Passé au crible des six principes écoresponsables, 1 Jn 2,15-17 fait défaut. Le monde y figure en opposition avec Dieu le Père. Le monde ne contient que des objets de convoitise et d’orgueil (v.16) – rien de positif – il n’a pas de valeur intrinsèque (principe 1), pas de voix à respecter (principe 3). Si dans ce passage le monde possède une finalité (principe 4) ou exerce une résistance (principe 6), ce semble être orienté contre la volonté de Dieu (v.17), se trouvant par le fait même foncièrement dévalorisé. Le monde ne peut rien avoir en commun avec le Père (v.16). Aussi, les lectrices et lecteurs de l’épître sont sommés de ne pas aimer le monde ni rien de ce qu’il contient, de s’en dissocier complètement, sous peine de trahir Dieu et son amour (v.15). Voilà qui va de toute évidence contre les principes d’interdépendance et d’intendance réciproque (principes 2 et 5) : les humains ne sauraient se dissocier de leur environnement ! Le seul autre trait distinctif du monde dans ce texte est son caractère transitoire, temporaire, passager (v.17) ; cela aussi est présenté de façon négative par le texte : au lieu de passer avec le monde, mieux vaut demeurer à jamais (v.17). Le but avoué de ce texte paraît être l’aliénation pure et simple des croyants de leur milieu de vie. Affichant un dualisme des plus endurcis, 1 Jn 2,15-17 fait du monde l’antagoniste irréconciliable de Dieu. Y aurait-il dans tout le corpus biblique un texte plus « cosmophobe » que celui-ci ?

Le contexte littéraire plus large de l’épître dans son ensemble n’apporte pas beaucoup de nuances au point de vue mis de l’avant dans ce passage. On y lit que le monde gît tout entier sous l’emprise du Mauvais (1 Jn 5,19) ; le monde hait les croyants sans les connaître (3,1.13) ; le monde accueille les faux prophètes (4,1), lesquels appartiennent au monde et parlent le langage du monde (4,5) ; l’esprit de l’antéchrist s’y trouve (4,3) ; le péché du monde doit être contré par l’offrande et l’intercession du Christ (2,1) ; le monde doit être vaincu par la foi des croyants (5,4-5). Seule lueur d’espoir dans ce florilège des plus pessimistes : Dieu envoie son Fils en sauveur du monde, afin que nous vivions par lui (4,9.14). Ce dernier emploi surprend ; il soulève la question de ce qui doit être entendu par le terme « monde », s’il y a polysémie voulue ou ambiguïté référentielle à considérer. Nous nous tournons donc vers la langue d’origine.

> _Consignes de l'exercice_
• 1. Dans l'extrait sur 1 Jn 2,15-17, quels principes écoresponsables sont contredits par l'appel à se couper complètement du monde ?
• 2. Continuez l'extrait sur 1 Jn 2,15-17 à partir de sa dernière phrase.

> _Données recueillies_
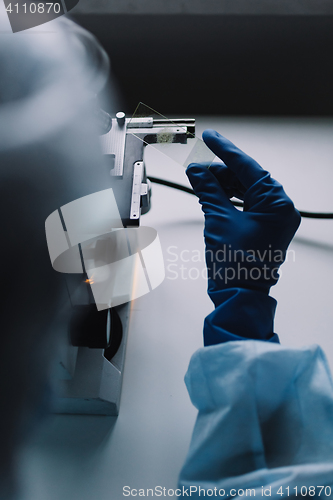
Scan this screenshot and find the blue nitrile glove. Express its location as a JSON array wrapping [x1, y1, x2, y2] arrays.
[[186, 130, 301, 345]]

> _Réponses rédigées_
• 1. Les principes d'interdépendance et d'intendance réciproque (principes 2 et 5).

• 2.
2. Étude du vocabulaire problématique

Dans les trois versions françaises de 1 Jn 2,15-17 présentées, le mot « monde » traduit kosmos dans le grec d’origine, d’où vient d’ailleurs le mot « cosmos » en français[6]. La Septante utilise kosmos pour désigner l’ensemble du réel créé par Dieu, « le ciel et la terre et toute leur parure (kai pâs ho kosmos autôn) » (Gn 2,1 – LXX). Le sens grec d’ornement (d’où vient le français « cosmétique ») ou de mise en ordre des éléments qui composent le réel y transparaît : l’univers est bien organisé par Dieu. Dans les textes bibliques propres à la Septante, plus tardifs et rédigés directement en grec, le monde créé est désigné simplement par kosmos (Sg 7,17 ; 9,9 ; 11,17.22 ; 17,20). Le quatrième évangile désigne ainsi aussi le monde créé (Jn 17,5.24 ; 21,25) où vient le Christ lumière (Jn 1,9-10 ; 12,46 ; 13,1 ; 16,28 ; 17,13 ; 18,37), ou encore où naissent les humains (16,21). Lorsque ce sens global d’univers (Brown 1966, 508 ; Bauer, Arndt et Gingrich 1979, 445-446 ; Kittel, Friedrich et Bromiley 1985, 462-463 ; Marrow 2002, 96) monte à l’esprit des francophones aujourd’hui en lisant « le monde » dans 1 Jn 2,15-17, surgit le problème de la dévalorisation et la condamnation du réel, forcément aussi du vivant.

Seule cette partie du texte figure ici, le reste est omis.